» Document extract
..........

Health and Fitness Club hosts first event of semester
This past Friday kicked off the first event for the Brandeis University Health and Fitness Club. The event, which took place in the Shapiro Campus Center Multipurpose Room, featured speakers on four different key themes: stress, nutrition, sleep and fitness.
The first speaker at the event was Sarah Lupis, a third-year Brandeis Ph.D. candidate. Lupis discussed stress and health and her studies from the Brandeis Health Psychology Lab, located in Schwartz Hall. She started off by explaining the different types of stress—chronic and acute—and how they affect the human body. Lupis listed a few ways to detect stress and how to avoid that stress: think positively, avoid controllable stressors, learn to prioritize, talk to someone about it and reward oneself or ask for help. She also provided a few tips on what to do if one becomes stressed and needs to calm down: go to the gym and work out, get a massage, eat well, sleep well, relax with meditation or deep breathing or ask for help.

..........

» Exercise instructions
Can you extract the whole article above on the Health and Fitness Club's first event, word for word?

..........

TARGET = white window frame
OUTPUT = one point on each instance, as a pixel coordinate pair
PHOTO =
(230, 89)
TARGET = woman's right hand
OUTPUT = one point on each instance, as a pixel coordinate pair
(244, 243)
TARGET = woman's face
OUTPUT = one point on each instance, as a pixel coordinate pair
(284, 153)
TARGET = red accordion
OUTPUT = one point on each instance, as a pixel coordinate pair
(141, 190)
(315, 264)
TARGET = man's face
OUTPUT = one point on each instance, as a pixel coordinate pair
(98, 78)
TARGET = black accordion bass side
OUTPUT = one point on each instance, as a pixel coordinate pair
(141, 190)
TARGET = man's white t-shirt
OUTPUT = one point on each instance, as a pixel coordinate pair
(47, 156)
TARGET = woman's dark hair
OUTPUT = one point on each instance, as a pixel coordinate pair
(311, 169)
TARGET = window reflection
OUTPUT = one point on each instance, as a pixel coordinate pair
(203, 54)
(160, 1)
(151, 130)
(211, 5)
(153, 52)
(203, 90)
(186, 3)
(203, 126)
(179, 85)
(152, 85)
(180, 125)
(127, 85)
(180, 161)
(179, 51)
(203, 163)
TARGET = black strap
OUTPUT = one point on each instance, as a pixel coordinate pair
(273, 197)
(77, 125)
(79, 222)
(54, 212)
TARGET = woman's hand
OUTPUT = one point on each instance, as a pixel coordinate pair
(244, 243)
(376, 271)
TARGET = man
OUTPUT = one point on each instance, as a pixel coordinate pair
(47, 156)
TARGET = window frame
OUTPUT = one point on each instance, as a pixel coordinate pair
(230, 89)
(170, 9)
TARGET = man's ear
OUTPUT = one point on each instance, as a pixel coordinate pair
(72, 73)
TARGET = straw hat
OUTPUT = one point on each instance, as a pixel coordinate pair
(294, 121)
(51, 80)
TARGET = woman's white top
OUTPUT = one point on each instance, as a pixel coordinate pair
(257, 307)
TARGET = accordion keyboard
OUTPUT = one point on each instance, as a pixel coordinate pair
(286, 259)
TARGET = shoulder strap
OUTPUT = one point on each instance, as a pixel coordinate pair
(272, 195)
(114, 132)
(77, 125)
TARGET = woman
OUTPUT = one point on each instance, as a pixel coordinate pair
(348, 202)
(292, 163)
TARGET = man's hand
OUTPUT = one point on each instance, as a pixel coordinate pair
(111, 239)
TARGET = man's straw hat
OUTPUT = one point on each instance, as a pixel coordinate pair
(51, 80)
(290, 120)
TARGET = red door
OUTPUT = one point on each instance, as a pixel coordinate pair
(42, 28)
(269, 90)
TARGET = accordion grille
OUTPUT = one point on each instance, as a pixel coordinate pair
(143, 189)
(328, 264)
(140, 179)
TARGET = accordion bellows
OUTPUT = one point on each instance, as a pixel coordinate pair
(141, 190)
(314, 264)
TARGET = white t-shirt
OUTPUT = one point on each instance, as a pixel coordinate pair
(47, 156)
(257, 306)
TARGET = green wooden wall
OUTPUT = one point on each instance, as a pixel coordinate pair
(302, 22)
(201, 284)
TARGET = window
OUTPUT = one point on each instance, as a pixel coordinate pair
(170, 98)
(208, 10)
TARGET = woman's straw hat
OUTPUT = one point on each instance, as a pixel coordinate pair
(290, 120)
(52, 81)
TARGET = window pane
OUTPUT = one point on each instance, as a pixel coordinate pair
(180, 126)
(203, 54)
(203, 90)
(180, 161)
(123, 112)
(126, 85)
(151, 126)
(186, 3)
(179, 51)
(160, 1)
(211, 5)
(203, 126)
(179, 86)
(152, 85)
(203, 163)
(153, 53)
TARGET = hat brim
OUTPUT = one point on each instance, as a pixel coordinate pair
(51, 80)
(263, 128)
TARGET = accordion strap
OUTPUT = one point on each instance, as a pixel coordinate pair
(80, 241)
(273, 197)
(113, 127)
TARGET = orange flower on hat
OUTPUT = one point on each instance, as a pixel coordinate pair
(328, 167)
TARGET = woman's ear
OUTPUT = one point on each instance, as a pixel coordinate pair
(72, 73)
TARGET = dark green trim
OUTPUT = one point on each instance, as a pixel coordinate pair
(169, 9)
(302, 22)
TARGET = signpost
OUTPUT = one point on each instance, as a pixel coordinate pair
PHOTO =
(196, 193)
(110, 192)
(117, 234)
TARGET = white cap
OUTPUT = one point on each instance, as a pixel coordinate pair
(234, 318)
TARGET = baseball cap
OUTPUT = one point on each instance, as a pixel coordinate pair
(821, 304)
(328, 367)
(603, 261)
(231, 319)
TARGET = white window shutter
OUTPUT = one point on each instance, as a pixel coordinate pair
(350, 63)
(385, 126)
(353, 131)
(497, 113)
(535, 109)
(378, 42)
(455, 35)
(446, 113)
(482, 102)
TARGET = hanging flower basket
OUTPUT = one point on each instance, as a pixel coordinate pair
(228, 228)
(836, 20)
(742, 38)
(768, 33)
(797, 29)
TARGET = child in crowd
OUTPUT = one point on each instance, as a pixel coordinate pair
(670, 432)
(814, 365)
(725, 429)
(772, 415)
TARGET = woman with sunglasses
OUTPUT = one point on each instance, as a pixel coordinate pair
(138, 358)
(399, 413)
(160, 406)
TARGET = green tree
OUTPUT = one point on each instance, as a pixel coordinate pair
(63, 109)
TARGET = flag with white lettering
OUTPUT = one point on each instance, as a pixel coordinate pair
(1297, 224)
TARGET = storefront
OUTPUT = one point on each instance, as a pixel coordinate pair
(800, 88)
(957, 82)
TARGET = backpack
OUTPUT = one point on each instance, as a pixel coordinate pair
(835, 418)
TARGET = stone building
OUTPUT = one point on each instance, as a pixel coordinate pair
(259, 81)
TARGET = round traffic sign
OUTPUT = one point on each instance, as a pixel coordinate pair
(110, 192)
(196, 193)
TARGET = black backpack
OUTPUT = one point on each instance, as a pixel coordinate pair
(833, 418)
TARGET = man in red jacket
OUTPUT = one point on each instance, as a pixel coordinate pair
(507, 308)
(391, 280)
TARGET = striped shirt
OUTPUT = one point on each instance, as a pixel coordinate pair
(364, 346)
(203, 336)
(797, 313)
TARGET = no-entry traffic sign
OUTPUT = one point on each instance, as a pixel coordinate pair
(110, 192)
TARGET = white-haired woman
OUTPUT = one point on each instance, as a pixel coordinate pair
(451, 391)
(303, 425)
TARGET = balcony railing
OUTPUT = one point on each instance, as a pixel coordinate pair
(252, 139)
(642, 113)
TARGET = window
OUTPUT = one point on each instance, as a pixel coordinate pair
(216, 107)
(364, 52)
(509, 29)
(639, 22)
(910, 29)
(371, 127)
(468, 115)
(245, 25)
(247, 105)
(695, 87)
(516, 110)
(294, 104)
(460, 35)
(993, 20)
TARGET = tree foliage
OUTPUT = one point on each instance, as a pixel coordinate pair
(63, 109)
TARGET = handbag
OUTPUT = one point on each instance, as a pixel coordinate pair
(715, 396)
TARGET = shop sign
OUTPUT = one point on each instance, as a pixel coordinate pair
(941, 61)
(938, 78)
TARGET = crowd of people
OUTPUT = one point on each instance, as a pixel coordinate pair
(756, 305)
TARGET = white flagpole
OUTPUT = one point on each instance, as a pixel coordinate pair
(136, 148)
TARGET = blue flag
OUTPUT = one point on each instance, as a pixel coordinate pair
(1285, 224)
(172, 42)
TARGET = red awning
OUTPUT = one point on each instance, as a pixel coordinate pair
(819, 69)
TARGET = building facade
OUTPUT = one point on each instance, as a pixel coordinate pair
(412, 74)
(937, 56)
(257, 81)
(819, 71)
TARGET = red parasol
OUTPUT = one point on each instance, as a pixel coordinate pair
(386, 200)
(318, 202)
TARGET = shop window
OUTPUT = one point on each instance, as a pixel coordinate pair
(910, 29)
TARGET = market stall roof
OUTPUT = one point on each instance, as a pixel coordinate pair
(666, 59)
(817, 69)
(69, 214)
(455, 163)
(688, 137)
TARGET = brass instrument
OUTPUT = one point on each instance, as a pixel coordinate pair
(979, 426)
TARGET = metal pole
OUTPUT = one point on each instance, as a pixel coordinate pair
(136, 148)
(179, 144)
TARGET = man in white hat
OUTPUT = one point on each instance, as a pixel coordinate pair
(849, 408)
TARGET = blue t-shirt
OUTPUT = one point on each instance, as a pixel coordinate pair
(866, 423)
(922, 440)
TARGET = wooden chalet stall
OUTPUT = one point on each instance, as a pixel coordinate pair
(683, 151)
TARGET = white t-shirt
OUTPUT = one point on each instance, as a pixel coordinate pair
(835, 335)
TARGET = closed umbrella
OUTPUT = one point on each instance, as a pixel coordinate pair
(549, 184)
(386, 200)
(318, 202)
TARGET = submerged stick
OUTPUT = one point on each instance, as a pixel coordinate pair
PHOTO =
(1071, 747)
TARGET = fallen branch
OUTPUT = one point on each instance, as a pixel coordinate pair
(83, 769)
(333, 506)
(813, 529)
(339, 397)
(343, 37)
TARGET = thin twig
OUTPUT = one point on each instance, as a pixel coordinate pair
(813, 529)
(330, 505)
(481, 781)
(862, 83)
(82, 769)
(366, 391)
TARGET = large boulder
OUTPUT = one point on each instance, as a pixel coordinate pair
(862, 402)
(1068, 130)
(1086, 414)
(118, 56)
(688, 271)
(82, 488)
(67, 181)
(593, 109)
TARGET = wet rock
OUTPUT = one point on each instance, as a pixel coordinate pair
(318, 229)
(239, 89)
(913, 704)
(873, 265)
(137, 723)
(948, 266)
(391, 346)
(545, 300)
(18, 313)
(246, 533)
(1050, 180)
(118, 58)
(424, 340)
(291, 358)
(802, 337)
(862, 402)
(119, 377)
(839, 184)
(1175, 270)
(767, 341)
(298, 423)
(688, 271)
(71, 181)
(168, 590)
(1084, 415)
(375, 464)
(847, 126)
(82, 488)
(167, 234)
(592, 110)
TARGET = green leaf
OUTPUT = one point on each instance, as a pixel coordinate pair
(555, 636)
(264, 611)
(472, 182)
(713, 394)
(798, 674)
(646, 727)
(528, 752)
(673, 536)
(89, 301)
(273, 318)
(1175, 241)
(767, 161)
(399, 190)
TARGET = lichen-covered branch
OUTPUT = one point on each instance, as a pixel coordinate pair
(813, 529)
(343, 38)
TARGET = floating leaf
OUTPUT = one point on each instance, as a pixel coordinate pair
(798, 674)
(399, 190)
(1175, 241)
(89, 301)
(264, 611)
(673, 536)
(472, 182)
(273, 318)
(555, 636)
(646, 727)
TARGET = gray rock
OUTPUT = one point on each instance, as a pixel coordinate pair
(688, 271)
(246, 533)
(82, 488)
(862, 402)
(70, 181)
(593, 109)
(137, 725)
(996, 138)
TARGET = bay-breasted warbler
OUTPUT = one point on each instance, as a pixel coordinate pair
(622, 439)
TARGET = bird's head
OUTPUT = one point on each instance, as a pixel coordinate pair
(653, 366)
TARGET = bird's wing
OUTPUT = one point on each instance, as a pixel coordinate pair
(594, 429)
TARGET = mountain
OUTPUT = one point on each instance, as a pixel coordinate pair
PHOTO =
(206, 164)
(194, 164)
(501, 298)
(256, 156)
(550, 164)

..........

» Exercise result
Health and Fitness Club hosts first event of semester
This past Friday kicked off the first event for the Brandeis University Health and Fitness Club. The event, which took place in the Shapiro Campus Center Multipurpose Room, featured speakers on four different key themes: stress, nutrition, sleep and fitness.
The first speaker at the event was Sarah Lupis, a third-year Brandeis Ph.D. candidate. Lupis discussed stress and health and her studies from the Brandeis Health Psychology Lab, located in Schwartz Hall. She started off by explaining the different types of stress—chronic and acute—and how they affect the human body. Lupis listed a few ways to detect stress and how to avoid that stress: think positively, avoid controllable stressors, learn to prioritize, talk to someone about it and reward oneself or ask for help. She also provided a few tips on what to do if one becomes stressed and needs to calm down: go to the gym and work out, get a massage, eat well, sleep well, relax with meditation or deep breathing or ask for help.